Unser kleiner Liebling gedeiht immer noch so fort, wie sonst, nur giebt es Tage, wo er stark zahnt und dann etwas unleidig wird. Alle die gewöhnlichen und immer vorkommenden Sachen versteht er schon; man darf nichts von Spazierengehen sagen, denn da will er gleich fort, wenn es auch regnet. Leider findet sich auch der Eigensinn schon ein, der in diesem Alter schwer zu bezähmen ist. Ich glaube, wenn Sie jetzt wieder kämen, würde er Sie noch erkennen. Hat Ihnen meine Frau geschrieben, daß wir jetzt auch die Rose verlieren, was uns sehr leid thut, weil sie seitdem sich sehr gebessert hatte und alles mit großem Fleiß und Ordnung verrichtete. Aber sie hat durch Fürsprache eine lebenslängliche Stelle bey Hof erhalten, und so können wir sie nicht zurückhalten. Noch hat meine Frau kein anderes Mädchen gemiethet. Frau von Koehler ist noch immer nicht wieder zu uns gekommen, obgleich der Gustav das Scharlachfieber auf sehr gelinde Art hatte. – Vor einigen Tagen war wieder großes Wasser hier, und beynahe wären wieder die beyden Brücken, die alte steinerne und die höltzerne eingestürzt, doch war man dießmal vorsichtiger und ließ niemand hinüber. Dieß ist alles Neue, was ich Ihnen von hier aus schreiben kann. Alle Ihre hiesige Bekannte fragen immer nach Ihnen und tragen mir jedesmal die zärtlichsten Grüße auf.
Meine Frau Schwiegermutter mit ihrer Tochter wird uns nun auch bald verlassen und so wird es denn ganz einsam bey uns seyn.
Wegen der Summe von 1000 fl. kann ich Ihnen nun ganz bestimmt schreiben, liebste Mutter, daß ich sie nicht brauche. Die 5 (oder jetzt vielmehr 400) fl. will ich aber, von Ihrer Liebe, jedoch auf die schon bemerkte Bedingung dankbarlichst annehmen. – Sie hatten wohl nicht Zeit, August wegen Castelli Lexicon zu fragen? – Es thut mir doch auch leid, ihn und den Herrn Onkel Prälat nicht gesehen zu haben! Aber wie hätte ich noch mehr Unruhe in Stuttgart machen sollen.
Meine Frau grüßt und küßt die liebste Mama auf’s zärtlichste; sie kann sich oft gar nicht drein finden, daß Sie nicht mehr hier sind, und wird Ihnen nächster Tage antworten. So bitte ich Sie denn auch, alle die lieben Unsrigen, Schwester und Schwager, den liebsten Karl und seine liebe Frau aufs herzlichste von uns zu grüßen. Ich bin jetzt auf meinem neuen Zimmer sehr fleißig und befinde mich viel besser. –
Julchen wird Ihnen auch nächstens schreiben; sie und ihre Mutter tragen mir 1000 Empf˖[ehlungen] an Sie und an alle die Unsrigen auf. Gott erhalte Sie, liebste Mutter; ich bin und bleibe immer
Ihr
treugeh˖[orsamster] Sohn
Fr.
Auch der von Vellnagelschen Familie, so weit ich sie kennen zu lernen, die Freude gehabt, meine herzlichsten Empfeh˖[lungen], innige Theilnahme und die besten Wünsche!
--------------------------------------------------
[Aufgabe]
Gib den Brief ab den Worten „Meine Frau Schwiegermutter“ erneut wieder und hör nach „Stuttgart machen sollen.“ auf. Aktualisiere ihn dabei, indem du „einsam“ durch „still“ ersetzt.

Dateneinträge:
--------------------------------------------------
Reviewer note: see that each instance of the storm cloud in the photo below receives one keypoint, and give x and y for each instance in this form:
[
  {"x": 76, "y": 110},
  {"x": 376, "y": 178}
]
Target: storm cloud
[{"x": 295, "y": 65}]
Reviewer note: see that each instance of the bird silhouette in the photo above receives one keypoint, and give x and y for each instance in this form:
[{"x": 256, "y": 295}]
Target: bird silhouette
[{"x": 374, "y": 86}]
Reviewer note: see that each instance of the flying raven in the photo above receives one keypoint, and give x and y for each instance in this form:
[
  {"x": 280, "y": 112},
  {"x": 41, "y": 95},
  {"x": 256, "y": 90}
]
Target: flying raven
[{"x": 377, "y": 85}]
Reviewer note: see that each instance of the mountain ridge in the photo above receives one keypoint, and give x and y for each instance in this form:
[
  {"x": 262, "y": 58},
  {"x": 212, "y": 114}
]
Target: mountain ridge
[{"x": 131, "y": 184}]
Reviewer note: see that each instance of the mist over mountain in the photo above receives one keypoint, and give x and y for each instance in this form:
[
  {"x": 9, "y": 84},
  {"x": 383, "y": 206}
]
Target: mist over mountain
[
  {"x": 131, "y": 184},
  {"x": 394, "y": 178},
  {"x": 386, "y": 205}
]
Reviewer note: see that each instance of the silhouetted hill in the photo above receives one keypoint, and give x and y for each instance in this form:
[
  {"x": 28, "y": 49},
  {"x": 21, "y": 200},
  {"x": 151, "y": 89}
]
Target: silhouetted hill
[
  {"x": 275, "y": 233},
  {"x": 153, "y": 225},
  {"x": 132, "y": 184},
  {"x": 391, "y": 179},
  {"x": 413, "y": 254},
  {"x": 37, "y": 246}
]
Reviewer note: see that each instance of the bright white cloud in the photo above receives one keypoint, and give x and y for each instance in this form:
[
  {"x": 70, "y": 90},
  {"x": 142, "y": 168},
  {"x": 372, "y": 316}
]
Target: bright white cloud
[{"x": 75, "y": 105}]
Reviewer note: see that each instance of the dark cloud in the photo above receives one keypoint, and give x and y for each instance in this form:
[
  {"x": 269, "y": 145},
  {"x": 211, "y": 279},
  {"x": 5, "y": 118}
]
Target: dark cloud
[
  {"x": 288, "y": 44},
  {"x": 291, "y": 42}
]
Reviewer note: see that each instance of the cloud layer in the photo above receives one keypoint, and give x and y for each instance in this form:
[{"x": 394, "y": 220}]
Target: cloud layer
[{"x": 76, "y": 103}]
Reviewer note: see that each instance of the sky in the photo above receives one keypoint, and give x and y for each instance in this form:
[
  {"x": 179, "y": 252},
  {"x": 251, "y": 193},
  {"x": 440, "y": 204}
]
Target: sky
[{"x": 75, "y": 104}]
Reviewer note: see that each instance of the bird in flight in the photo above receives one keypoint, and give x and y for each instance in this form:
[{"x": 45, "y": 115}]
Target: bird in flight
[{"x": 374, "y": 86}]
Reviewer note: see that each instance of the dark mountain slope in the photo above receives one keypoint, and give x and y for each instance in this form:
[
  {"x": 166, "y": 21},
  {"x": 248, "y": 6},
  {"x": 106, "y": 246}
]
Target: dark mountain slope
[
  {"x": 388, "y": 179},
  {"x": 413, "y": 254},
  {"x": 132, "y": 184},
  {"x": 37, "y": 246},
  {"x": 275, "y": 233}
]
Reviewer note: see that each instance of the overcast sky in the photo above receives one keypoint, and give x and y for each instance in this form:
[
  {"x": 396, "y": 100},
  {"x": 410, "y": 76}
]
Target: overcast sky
--------------------------------------------------
[Bearbeitete Aufgabe]
Meine Frau Schwiegermutter mit ihrer Tochter wird uns nun auch bald verlassen und so wird es denn ganz still bey uns seyn.
Wegen der Summe von 1000 fl. kann ich Ihnen nun ganz bestimmt schreiben, liebste Mutter, daß ich sie nicht brauche. Die 5 (oder jetzt vielmehr 400) fl. will ich aber, von Ihrer Liebe, jedoch auf die schon bemerkte Bedingung dankbarlichst annehmen. – Sie hatten wohl nicht Zeit, August wegen Castelli Lexicon zu fragen? – Es thut mir doch auch leid, ihn und den Herrn Onkel Prälat nicht gesehen zu haben! Aber wie hätte ich noch mehr Unruhe in Stuttgart machen sollen.